◆ Dokumenttext
..............................

Die Aufzeichnungen (Vereinbarung, Quittung, Ergebnisbogen, Kopie des bedruckten Sonderbelegs, gegebenenfalls Datenschutzerklärung und Entbindung von der Schweigepflicht) sollten mindestens vier Jahre in der Apotheke aufbewahrt werden.
Die Schulung zur Inhalationstechnik können PTA ebenfalls durchführen, jedoch nicht PTA im Praktikum. Sie ist vorgesehen für Patienten ab sechs Jahren, die ein neues Device erhalten oder das Device wechseln sowie für Patienten, die in den letzten 12 Monaten keine Geräteschulung in einer Arztpraxis oder Apotheke erhalten haben. Wie die Blutdruckerfassung kann die Dienstleistung alle 12 Monate erbracht werden oder früher, wenn der Patient ein neues Device erhält. Das gilt laut Richling auch, wenn das Device im Rahmen von Rabattverträgen ausgetauscht wird. Grundsätzlich ausgeschlossen sind Patienten, die bereits an einem Disease Management Programm (DMP) einer Krankenkasse teilnehmen.

..............................

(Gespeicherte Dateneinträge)

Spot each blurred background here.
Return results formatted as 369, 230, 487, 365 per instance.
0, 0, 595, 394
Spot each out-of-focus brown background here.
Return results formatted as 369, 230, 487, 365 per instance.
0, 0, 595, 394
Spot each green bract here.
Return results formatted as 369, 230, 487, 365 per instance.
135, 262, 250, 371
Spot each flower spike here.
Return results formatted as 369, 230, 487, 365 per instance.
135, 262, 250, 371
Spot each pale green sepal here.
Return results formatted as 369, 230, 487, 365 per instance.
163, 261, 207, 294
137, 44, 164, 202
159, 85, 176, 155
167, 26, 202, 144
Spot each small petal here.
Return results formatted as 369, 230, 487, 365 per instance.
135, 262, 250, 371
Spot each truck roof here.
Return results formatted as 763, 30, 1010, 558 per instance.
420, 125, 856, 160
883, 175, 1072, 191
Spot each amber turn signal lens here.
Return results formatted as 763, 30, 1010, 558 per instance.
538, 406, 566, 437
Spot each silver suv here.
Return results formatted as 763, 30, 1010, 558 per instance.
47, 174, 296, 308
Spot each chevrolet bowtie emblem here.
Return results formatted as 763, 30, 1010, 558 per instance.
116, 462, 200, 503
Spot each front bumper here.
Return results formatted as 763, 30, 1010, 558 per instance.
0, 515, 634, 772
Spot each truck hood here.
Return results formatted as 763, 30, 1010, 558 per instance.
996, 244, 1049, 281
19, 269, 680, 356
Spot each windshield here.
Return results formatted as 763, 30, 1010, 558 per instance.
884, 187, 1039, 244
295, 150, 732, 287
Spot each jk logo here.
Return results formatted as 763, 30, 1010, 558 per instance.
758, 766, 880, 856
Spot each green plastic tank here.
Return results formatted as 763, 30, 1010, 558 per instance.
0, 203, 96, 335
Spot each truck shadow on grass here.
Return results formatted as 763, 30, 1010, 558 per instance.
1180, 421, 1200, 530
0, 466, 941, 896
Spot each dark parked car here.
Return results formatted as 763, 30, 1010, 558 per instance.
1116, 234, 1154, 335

..............................

◆ Aufgabe 1
Geben Sie den Dokumenttext wortgetreu wieder, beginnend bei „Die Schulung zur“ und endend bei „einer Krankenkasse teilnehmen.“.
◆ Aufgabe 2
Prüfen Sie bitte, ob die folgenden Aussagen mit dem Dokumenttext übereinstimmen. Beantworten Sie jede mit Ja oder Nein und zitieren Sie die entscheidenden Worte des Textes wörtlich.
(a) Die Aufzeichnungen sollen mindestens vier Jahre in der Apotheke aufbewahrt werden.
(b) PTA im Praktikum dürfen die Schulung zur Inhalationstechnik durchführen.
(c) Patienten, die an einem Disease Management Programm einer Krankenkasse teilnehmen, können die Schulung erhalten.

◆ Antwort 1
Die Schulung zur Inhalationstechnik können PTA ebenfalls durchführen, jedoch nicht PTA im Praktikum. Sie ist vorgesehen für Patienten ab sechs Jahren, die ein neues Device erhalten oder das Device wechseln sowie für Patienten, die in den letzten 12 Monaten keine Geräteschulung in einer Arztpraxis oder Apotheke erhalten haben. Wie die Blutdruckerfassung kann die Dienstleistung alle 12 Monate erbracht werden oder früher, wenn der Patient ein neues Device erhält. Das gilt laut Richling auch, wenn das Device im Rahmen von Rabattverträgen ausgetauscht wird. Grundsätzlich ausgeschlossen sind Patienten, die bereits an einem Disease Management Programm (DMP) einer Krankenkasse teilnehmen.

◆ Antwort 2
(a) Ja: „sollten mindestens vier Jahre in der Apotheke aufbewahrt werden“
(b) Nein: „jedoch nicht PTA im Praktikum“
(c) Nein: „Grundsätzlich ausgeschlossen sind Patienten, die bereits an einem Disease Management Programm (DMP) einer Krankenkasse teilnehmen.“